──────── Records to use
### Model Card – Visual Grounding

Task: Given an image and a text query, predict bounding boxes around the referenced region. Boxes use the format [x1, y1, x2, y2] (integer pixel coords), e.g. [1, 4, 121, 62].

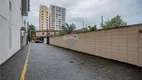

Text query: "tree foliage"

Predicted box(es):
[102, 15, 127, 29]
[28, 24, 36, 41]
[88, 25, 97, 31]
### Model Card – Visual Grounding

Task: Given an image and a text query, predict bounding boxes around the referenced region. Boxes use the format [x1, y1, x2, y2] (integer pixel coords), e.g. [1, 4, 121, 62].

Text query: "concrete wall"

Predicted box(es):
[0, 0, 25, 64]
[50, 25, 142, 66]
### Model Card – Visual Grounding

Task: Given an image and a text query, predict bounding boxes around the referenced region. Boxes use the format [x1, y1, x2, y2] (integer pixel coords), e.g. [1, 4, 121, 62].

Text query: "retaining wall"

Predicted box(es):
[50, 24, 142, 66]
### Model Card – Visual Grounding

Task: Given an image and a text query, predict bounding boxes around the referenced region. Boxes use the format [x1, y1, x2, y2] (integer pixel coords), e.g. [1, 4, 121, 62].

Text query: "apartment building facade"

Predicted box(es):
[0, 0, 29, 65]
[39, 5, 49, 30]
[49, 4, 66, 30]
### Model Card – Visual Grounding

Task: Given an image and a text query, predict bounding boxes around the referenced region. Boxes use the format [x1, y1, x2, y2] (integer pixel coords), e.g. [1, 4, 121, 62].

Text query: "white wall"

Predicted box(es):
[0, 0, 26, 64]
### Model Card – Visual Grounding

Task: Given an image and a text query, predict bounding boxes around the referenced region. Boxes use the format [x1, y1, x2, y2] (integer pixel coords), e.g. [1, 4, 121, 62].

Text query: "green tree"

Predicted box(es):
[28, 24, 36, 41]
[62, 23, 76, 34]
[102, 15, 127, 29]
[88, 25, 97, 31]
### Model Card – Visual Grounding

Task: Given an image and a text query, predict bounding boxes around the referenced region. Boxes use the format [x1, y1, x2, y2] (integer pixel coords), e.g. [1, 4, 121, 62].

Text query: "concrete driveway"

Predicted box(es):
[0, 43, 142, 80]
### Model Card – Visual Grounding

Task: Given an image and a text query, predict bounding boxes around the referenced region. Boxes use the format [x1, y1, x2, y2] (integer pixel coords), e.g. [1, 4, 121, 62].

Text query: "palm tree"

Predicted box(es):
[62, 23, 76, 34]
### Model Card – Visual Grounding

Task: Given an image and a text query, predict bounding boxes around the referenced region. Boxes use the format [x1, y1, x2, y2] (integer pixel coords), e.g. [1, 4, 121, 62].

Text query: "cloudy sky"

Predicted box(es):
[28, 0, 142, 29]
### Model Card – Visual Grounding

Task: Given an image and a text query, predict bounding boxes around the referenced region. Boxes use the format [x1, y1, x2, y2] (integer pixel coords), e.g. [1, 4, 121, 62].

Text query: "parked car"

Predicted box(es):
[35, 40, 43, 43]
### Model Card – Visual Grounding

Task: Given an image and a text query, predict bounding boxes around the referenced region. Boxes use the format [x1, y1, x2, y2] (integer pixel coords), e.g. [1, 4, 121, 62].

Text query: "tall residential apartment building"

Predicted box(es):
[49, 5, 66, 30]
[39, 5, 49, 30]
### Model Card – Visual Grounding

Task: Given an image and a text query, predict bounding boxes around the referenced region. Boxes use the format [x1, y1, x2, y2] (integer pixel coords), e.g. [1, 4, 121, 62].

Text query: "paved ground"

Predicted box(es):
[0, 44, 142, 80]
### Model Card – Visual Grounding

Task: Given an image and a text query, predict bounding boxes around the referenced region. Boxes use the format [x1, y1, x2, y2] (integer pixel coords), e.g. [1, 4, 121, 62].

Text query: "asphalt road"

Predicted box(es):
[0, 43, 142, 80]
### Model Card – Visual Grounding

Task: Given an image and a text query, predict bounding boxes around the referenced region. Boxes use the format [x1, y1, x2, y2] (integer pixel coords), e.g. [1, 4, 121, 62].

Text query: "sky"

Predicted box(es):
[28, 0, 142, 30]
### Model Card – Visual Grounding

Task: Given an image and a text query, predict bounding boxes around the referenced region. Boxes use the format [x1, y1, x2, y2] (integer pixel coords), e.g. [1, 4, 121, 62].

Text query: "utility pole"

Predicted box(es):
[86, 24, 88, 28]
[101, 16, 104, 27]
[82, 22, 84, 28]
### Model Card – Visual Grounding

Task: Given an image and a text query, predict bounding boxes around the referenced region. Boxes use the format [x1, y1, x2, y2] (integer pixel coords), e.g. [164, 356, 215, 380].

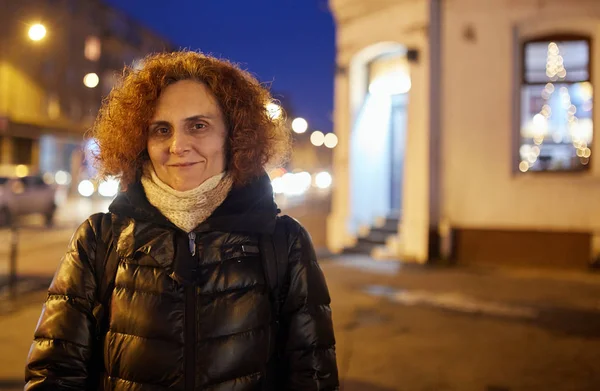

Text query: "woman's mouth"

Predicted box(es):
[168, 162, 198, 168]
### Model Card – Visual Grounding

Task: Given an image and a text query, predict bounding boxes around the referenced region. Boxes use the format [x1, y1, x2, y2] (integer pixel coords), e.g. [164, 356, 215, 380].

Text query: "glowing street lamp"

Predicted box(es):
[324, 133, 338, 148]
[83, 73, 100, 88]
[310, 130, 325, 147]
[266, 102, 283, 120]
[292, 117, 308, 133]
[29, 23, 46, 41]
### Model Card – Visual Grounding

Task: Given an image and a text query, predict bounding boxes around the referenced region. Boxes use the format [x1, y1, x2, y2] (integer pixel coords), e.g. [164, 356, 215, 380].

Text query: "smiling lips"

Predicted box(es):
[168, 162, 198, 168]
────────────────
- _Task description_:
Please list every line in the entries above that contains the word "concrete", copying each line in full. Case counts, so match capitalization exactly.

- _The answer_:
Text query: "concrete wall"
Text query: "concrete driveway"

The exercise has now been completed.